═════ Selected excerpt
Re: kernel hangs by many connections (reproducable)

2010-09-13 Thread Henning Brauer
* Claudio Jeker  [2010-09-13 08:12]:
> Oh, that pool_get succeds since mbufs don't have a limit but the
> allocation of the cluster fails so the driver will reuse the old buffer on
> the queue.

well, the trace shows a pool_get from m_gethdr which is certainly not
the cluster.

> By breaking into ddb it just happend to be in there instead of
> somewhere else.

point.

and resolves my confusion why pool_get on mbpl would fail/sleep ;)

-- 
Henning Brauer, h...@bsws.de, henn...@openbsd.org
BS Web Services, http://bsws.de
Full-Service ISP - Secure Hosting, Mail and DNS Services
Dedicated Servers, Rootservers, Application Hosting



Re: kernel hangs by many connections (reproducable)

2010-09-12 Thread Claudio Jeker
On Mon, Sep 13, 2010 at 06:35:10AM +0200, Bret S. Lambert wrote:
> On Mon, Sep 13, 2010 at 10:12:44AM +0600, Anton Maksimenkov wrote:
> > 2010/9/13 Henning Brauer :
> > >> hangs. 1-2 sec after start.
══════════
═════ Record set
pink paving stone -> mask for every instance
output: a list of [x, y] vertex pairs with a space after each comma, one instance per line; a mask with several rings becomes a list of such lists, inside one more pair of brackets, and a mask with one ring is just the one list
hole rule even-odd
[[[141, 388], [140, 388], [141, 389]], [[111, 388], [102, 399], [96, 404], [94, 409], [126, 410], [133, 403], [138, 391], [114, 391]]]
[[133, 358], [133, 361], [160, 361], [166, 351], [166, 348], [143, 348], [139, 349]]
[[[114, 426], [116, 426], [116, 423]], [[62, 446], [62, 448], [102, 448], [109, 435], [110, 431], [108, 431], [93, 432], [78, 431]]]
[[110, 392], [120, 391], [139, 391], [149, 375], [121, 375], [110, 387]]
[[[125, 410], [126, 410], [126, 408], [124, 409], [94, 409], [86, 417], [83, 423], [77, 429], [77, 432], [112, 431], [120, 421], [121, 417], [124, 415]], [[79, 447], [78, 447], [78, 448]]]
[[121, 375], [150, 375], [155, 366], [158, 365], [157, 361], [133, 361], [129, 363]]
══════════
Write out word for word everything in the kernel-hang thread from "2010-09-13 Thread Henning" down to "the cluster.".

→ Answer for this exercise
2010-09-13 Thread Henning Brauer
* Claudio Jeker  [2010-09-13 08:12]:
> Oh, that pool_get succeds since mbufs don't have a limit but the
> allocation of the cluster fails so the driver will reuse the old buffer on
> the queue.

well, the trace shows a pool_get from m_gethdr which is certainly not
the cluster.